Kraken2 and Spades not running

HI @zschong and @Jon_Colman

The UseGalaxy.eu is very busy. I see a lot of Kraken2 jobs and related tools running. You both should leave those jobs queued, otherwise they may never get a chance to process.

If I go the EU server homepage, and click into the statistics (how to) I see

Processing work

Scheduled work (data is ready, waiting for a cluster node to free up)

Waiting to be scheduled (data isn’t ready yet, maybe still processing in an upstream tool)

From this data right now, in very general terms, I’d say that there is quite a bit of metagenomics work going on right now, and that there is maybe a training (so, smaller jobs that run quickly) along with a lot of workflows running (real data, these usually run longer) plus people using the tools directly.

The server will balance that load and process the work fairly. The rules are a bit complicated and cluster node allocation on the server can be dynamic… but this is “fair” and as balanced as possible, meaning everyone has an equal chance to move up in that queue line.

So, with all the context in mind

  • Every time a job is deleted and rerun, that new job goes back to the very end of that queue line.

  • If you delete often enough, those jobs may never have a chance to move up in the queue far enough along to get to the processing stage.

  • You can run other jobs even if some are queued in your account.

  • The best advice is to get work queued then let it process. It is the only way to get real work done under this kind of resource competition at a public cluster. Often the same is true in private cluster situations like a university server but those might also have “priority users”. At public servers, all public users have equal priority.

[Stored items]
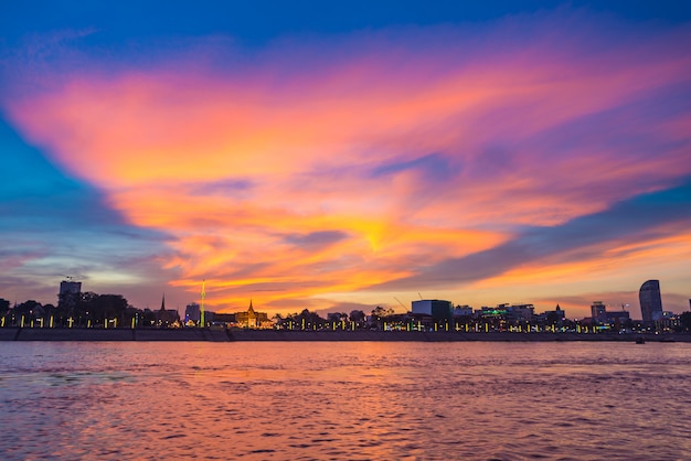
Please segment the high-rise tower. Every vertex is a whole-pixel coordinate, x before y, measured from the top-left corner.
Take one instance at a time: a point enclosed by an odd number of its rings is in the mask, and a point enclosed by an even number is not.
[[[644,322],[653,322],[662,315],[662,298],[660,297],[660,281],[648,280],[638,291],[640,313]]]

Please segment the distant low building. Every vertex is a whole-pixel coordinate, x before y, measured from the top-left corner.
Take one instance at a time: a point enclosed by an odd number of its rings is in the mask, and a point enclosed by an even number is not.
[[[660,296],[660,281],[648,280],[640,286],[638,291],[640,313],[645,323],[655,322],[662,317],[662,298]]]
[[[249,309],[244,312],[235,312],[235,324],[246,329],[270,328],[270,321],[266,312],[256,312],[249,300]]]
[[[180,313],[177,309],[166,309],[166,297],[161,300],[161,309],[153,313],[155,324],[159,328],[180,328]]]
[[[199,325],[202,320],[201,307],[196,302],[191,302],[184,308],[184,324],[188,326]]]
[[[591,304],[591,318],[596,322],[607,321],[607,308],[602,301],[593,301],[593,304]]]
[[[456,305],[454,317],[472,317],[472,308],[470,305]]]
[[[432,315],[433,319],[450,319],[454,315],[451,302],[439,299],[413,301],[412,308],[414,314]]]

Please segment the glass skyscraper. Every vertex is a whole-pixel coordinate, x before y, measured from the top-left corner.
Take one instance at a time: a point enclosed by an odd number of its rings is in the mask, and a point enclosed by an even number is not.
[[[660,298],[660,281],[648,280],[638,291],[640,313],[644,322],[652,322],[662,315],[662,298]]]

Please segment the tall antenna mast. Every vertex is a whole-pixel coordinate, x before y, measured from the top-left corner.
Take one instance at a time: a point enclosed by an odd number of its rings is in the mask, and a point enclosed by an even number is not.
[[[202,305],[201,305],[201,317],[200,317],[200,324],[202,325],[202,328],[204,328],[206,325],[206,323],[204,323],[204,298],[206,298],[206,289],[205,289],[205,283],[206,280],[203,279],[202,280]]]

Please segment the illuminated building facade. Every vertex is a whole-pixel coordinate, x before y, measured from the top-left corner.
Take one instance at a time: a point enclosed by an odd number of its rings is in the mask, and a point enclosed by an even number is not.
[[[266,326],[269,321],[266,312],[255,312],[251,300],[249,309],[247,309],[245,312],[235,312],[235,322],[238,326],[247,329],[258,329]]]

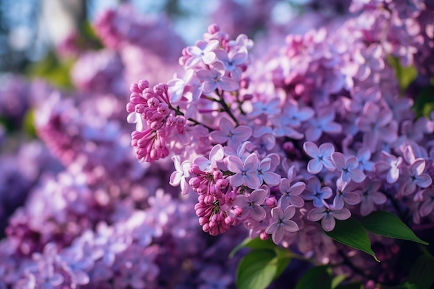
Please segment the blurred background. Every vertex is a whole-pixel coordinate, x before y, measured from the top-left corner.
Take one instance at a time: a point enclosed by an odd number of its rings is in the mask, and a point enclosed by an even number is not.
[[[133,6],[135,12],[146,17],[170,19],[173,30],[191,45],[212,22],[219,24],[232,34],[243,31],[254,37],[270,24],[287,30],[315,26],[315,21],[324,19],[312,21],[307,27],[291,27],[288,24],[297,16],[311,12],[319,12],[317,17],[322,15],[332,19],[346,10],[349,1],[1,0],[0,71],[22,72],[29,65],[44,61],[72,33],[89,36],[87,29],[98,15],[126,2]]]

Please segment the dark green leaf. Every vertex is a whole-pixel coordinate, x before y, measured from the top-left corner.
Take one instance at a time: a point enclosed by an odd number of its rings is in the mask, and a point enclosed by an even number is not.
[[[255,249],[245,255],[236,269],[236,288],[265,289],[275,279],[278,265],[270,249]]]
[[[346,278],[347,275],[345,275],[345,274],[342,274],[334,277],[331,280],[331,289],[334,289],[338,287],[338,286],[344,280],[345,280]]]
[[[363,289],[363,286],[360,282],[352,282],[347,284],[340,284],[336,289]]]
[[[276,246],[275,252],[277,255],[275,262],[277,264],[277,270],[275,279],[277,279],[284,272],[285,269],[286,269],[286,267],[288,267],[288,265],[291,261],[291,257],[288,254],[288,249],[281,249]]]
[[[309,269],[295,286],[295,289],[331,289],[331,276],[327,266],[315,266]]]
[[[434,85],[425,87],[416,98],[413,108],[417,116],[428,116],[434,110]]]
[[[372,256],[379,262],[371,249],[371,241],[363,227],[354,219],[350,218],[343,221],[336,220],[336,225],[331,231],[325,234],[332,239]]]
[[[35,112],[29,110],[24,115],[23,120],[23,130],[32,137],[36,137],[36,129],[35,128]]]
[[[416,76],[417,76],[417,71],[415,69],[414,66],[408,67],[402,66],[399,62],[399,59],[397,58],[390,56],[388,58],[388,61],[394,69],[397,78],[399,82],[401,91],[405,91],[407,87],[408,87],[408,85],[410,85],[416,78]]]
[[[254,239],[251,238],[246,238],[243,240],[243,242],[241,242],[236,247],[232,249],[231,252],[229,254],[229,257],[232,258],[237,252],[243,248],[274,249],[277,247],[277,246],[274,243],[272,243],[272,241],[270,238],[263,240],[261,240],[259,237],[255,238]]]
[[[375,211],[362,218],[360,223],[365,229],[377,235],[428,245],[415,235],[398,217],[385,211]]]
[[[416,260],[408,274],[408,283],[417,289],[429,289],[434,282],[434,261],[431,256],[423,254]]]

▶ _Tasks for this exercise_
1. In the Kraken2 and Spades post, what happens to a job that is deleted and rerun?
2. Continue the Kraken2 and Spades post from its final sentence.
The entries have no connection to the Kraken2 and Spades post.

▶ _Replies_
1. It goes back to the very end of the queue line.

2.
  • Using collections (folders of similar data) and/or workflows (tools strung together to process the inputs in a sequence) can help. Yes, it keeps the history organized, but most importantly all the jobs submitted are scheduled together – that means they are put into one of these “waiting lines” all at once, right at the start. With the new workflow graphics, you can even go to your workflow reports and watch that happening.

  • The alternative, clicking tool-by-tool, dataset-by-dataset, will also queue your work but that is click-by-click, and so much more tedious, and your data is not “in line” for the next tool until you manually start that job, when it could have be in line that whole time if a workflow was used at the start. This way of running real data will always take much longer to complete because of all the time gaps between data being “ready” from an upstream job and the next job actually getting into the queue.

Since I can only check accounts at the server where I am an administrator, let’s ask the EU administrators for some more feedback. There does seem to be a bit of a heavy load for these metagenomics tools in particular. Hi @wm75 is this all expected right now? Thanks!